[Input rows start]

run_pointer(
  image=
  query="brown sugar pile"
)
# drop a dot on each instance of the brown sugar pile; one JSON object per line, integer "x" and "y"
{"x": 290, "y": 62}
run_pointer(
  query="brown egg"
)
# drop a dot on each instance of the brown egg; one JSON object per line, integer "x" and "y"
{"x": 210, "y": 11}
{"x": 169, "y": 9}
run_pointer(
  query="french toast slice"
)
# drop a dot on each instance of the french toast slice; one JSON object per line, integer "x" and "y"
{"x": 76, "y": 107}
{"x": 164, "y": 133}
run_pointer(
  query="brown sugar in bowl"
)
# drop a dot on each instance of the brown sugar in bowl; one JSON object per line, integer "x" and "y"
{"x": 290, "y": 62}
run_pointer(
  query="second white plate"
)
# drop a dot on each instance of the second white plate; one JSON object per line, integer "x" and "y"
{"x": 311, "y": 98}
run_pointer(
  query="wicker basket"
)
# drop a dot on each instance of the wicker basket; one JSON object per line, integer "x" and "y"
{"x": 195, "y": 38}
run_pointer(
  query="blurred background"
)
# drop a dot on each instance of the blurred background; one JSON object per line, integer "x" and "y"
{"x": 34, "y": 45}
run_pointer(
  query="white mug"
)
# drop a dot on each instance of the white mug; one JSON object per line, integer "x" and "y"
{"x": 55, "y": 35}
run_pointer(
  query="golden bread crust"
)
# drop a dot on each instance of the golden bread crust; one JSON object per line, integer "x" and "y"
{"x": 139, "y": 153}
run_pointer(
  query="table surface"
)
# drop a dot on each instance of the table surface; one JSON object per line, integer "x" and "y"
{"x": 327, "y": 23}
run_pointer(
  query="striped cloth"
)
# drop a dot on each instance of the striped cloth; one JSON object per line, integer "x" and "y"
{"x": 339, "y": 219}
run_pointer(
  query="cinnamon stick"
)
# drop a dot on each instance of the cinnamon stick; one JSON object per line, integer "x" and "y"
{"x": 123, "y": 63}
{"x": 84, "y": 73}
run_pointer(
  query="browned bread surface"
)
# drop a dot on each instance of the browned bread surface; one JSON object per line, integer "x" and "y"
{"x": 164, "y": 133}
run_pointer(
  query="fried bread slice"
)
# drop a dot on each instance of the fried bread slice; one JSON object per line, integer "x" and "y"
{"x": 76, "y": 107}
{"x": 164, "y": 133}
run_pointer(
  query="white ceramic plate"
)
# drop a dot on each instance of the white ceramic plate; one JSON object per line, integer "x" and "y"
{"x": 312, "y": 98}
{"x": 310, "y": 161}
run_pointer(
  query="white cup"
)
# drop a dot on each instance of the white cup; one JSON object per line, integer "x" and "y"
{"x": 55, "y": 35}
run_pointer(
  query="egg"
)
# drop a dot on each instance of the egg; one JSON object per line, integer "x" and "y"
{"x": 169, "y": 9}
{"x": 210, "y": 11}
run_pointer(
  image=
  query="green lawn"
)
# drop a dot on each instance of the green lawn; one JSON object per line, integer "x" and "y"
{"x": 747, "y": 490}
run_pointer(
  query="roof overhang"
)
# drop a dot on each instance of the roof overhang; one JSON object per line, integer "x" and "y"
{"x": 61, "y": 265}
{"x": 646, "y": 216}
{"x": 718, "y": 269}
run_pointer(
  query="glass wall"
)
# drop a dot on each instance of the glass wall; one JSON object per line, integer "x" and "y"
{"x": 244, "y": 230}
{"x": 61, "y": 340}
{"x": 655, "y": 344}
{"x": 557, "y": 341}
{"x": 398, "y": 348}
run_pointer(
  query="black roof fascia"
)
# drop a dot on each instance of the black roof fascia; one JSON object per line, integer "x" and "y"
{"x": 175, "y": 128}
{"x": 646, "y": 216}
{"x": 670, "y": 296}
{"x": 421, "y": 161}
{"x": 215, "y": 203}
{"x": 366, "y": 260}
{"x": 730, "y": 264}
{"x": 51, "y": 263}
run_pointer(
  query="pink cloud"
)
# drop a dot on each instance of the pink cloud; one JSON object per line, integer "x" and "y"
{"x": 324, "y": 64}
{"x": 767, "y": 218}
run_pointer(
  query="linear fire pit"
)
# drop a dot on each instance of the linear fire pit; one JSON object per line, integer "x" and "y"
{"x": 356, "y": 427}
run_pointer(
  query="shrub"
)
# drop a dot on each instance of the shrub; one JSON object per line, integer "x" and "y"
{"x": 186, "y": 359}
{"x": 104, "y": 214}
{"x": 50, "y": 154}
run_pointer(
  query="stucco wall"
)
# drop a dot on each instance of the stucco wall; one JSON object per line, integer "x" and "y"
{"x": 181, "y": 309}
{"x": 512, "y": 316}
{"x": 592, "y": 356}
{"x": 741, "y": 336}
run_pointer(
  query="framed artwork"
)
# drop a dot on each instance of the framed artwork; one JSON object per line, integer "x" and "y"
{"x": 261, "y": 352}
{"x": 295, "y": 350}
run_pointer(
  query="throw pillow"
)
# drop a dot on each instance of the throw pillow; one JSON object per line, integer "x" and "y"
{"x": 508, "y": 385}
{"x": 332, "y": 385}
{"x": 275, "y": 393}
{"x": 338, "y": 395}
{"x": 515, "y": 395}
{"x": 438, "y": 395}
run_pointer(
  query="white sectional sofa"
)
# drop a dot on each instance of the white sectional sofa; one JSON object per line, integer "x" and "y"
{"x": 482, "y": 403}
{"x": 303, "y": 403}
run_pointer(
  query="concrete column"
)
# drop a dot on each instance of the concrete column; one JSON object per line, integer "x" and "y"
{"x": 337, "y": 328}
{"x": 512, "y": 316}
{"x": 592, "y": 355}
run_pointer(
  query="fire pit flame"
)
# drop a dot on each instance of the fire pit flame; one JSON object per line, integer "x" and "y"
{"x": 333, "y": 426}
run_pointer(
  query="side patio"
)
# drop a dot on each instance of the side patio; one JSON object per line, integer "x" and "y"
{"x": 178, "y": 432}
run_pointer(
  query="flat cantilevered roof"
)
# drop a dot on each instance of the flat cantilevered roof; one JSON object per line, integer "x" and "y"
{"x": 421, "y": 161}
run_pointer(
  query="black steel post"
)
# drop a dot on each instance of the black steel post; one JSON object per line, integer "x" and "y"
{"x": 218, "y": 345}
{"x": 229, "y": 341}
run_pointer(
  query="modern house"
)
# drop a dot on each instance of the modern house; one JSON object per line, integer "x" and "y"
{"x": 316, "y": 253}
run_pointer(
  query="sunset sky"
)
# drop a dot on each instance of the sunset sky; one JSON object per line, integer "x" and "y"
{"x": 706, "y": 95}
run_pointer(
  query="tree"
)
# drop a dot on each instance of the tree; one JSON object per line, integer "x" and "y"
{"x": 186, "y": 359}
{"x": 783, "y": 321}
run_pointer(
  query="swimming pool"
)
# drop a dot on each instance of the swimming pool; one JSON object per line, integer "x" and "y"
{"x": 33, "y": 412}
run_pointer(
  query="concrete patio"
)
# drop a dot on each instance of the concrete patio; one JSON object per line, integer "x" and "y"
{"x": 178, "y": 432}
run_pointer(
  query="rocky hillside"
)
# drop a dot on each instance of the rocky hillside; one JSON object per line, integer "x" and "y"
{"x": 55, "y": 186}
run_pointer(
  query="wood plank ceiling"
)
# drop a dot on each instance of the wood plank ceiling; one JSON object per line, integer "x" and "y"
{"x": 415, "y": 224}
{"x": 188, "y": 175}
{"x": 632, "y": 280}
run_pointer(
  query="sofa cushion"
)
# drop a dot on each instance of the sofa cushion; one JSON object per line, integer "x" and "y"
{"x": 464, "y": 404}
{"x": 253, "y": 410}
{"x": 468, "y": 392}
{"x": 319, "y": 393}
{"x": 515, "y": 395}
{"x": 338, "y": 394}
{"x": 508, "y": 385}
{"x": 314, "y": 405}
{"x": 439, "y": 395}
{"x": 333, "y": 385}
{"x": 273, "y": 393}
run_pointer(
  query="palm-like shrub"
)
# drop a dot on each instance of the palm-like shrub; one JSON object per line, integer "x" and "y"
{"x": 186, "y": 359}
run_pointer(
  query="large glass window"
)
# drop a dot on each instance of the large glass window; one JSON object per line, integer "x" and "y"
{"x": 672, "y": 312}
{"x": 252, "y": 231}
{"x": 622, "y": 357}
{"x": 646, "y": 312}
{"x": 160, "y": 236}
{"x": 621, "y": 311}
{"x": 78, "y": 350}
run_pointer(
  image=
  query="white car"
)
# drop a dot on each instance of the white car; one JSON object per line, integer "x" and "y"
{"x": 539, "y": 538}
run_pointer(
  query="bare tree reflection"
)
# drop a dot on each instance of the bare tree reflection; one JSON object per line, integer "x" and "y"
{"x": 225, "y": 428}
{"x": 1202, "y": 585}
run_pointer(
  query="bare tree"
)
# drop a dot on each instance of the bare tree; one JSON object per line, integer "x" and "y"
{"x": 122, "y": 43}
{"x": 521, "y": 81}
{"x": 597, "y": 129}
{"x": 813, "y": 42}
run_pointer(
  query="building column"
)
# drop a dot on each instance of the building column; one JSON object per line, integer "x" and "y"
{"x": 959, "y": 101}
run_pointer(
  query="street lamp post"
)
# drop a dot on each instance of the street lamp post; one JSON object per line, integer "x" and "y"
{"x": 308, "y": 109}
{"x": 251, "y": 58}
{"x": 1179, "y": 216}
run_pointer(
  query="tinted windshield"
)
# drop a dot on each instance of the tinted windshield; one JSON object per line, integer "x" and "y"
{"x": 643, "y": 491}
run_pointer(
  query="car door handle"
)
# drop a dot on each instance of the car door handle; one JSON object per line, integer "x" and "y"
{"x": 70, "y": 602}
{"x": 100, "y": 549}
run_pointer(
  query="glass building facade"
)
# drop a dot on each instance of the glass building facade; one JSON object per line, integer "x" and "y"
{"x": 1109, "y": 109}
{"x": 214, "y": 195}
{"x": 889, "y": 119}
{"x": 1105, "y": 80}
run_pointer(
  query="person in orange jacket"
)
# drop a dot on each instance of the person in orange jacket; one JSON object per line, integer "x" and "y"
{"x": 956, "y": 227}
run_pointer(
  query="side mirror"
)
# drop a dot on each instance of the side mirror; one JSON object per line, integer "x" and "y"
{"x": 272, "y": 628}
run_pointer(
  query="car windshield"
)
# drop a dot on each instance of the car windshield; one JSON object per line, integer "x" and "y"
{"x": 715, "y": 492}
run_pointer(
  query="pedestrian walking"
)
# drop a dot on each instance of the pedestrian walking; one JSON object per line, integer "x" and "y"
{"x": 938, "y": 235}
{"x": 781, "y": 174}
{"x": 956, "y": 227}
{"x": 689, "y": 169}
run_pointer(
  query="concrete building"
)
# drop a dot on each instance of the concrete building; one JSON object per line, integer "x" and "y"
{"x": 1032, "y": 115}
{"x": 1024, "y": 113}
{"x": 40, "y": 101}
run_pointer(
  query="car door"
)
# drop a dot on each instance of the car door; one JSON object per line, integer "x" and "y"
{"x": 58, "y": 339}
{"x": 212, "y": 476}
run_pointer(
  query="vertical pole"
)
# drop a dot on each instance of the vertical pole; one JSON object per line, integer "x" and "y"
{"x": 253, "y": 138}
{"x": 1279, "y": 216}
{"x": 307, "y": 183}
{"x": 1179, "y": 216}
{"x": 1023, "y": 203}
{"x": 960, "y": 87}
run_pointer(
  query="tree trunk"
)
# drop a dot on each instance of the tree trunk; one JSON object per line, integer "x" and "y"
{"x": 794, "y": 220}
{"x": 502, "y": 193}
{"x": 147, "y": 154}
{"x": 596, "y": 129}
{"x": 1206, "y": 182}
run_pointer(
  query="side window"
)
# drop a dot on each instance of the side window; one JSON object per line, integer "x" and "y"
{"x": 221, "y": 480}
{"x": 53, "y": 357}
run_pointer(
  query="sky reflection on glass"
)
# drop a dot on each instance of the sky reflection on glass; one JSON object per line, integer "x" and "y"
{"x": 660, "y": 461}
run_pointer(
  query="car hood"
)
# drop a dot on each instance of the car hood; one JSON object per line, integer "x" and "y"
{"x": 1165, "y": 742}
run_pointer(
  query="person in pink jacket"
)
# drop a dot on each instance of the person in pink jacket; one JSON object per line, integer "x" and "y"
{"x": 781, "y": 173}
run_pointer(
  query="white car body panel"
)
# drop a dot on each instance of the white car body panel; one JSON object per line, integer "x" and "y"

[Input rows end]

» **Aim**:
Filter the lines above down to those containing the word "large", copying each such line. Treat uppercase and lowercase as different.

» **Answer to this exercise**:
  query="large glass window"
# drop a dot on each instance of the large glass window; one JSON object per line, integer "x" and "y"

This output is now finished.